▶ _作業内容_
a – 相続登記の必要書類に関する本文のうち、「相続登記に必要な書類は、相続」から「- ・相続人全員の戸籍謄本(抄本)」まで(両端を含む)を、一字一句違えずに書き写してください。
b – 相続登記の必要書類に関する本文によれば、法定相続分とは何ですか。

▶ _本文抜粋_
--- --- ---

相続登記に必要な書類とは?取得方法や有効期限、ポイントをやさしく解説
2025.07.18

相続登記に必要な書類は、相続のケースによって異なります。そのため、手続きを進めようとしても「必要な書類はどれ?」「どこで取得すればいいの?」と戸惑う方も少なくありません。
本記事では、相続登記に必要な書類を5つのケースに分けて解説。取得方法や有効期限についても紹介しているので、早めの準備に役立ててくださいね。
目次
相続登記の必要書類一覧|5つのケース

相続登記と一口に言っても、必要な書類はケースごとに異なります。ここでは5つのケース別に必要書類を解説していきます。
ケース1.法定相続分による相続
法定相続分とは、民法で定められた相続割合のことです。遺言書がない場合や、遺産分割協議が成立しなかった場合に適用します。
法定相続分によって、不動産を相続した場合の相続登記に必要な書類は、以下のとおりです。
- ・被相続人の出生から死亡までの戸籍謄本
- ・被相続人の住民票の除票または戸籍の附票
- ・相続人全員の戸籍謄本(抄本)

--- --- ---

▶ _項目一覧_

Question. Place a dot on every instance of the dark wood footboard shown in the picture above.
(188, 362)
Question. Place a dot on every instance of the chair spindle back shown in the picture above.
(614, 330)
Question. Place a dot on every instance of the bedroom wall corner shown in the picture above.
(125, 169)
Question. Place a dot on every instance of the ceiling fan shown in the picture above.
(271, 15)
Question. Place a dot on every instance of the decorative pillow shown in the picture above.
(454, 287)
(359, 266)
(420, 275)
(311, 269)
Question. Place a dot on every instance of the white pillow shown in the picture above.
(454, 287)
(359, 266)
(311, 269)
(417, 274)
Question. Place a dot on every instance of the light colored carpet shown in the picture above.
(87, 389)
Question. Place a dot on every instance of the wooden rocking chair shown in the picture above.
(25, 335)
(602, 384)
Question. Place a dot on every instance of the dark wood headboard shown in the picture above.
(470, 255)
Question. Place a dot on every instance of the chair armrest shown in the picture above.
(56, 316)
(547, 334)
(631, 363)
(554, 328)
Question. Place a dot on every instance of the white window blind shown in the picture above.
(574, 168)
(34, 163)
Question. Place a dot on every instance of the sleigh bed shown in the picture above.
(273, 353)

--- --- ---

▶ _解答一覧_
a –
相続登記に必要な書類は、相続のケースによって異なります。そのため、手続きを進めようとしても「必要な書類はどれ?」「どこで取得すればいいの?」と戸惑う方も少なくありません。
本記事では、相続登記に必要な書類を5つのケースに分けて解説。取得方法や有効期限についても紹介しているので、早めの準備に役立ててくださいね。
目次
相続登記の必要書類一覧|5つのケース

相続登記と一口に言っても、必要な書類はケースごとに異なります。ここでは5つのケース別に必要書類を解説していきます。
ケース1.法定相続分による相続
法定相続分とは、民法で定められた相続割合のことです。遺言書がない場合や、遺産分割協議が成立しなかった場合に適用します。
法定相続分によって、不動産を相続した場合の相続登記に必要な書類は、以下のとおりです。
- ・被相続人の出生から死亡までの戸籍謄本
- ・被相続人の住民票の除票または戸籍の附票
- ・相続人全員の戸籍謄本(抄本)

b – 民法で定められた相続割合のことです。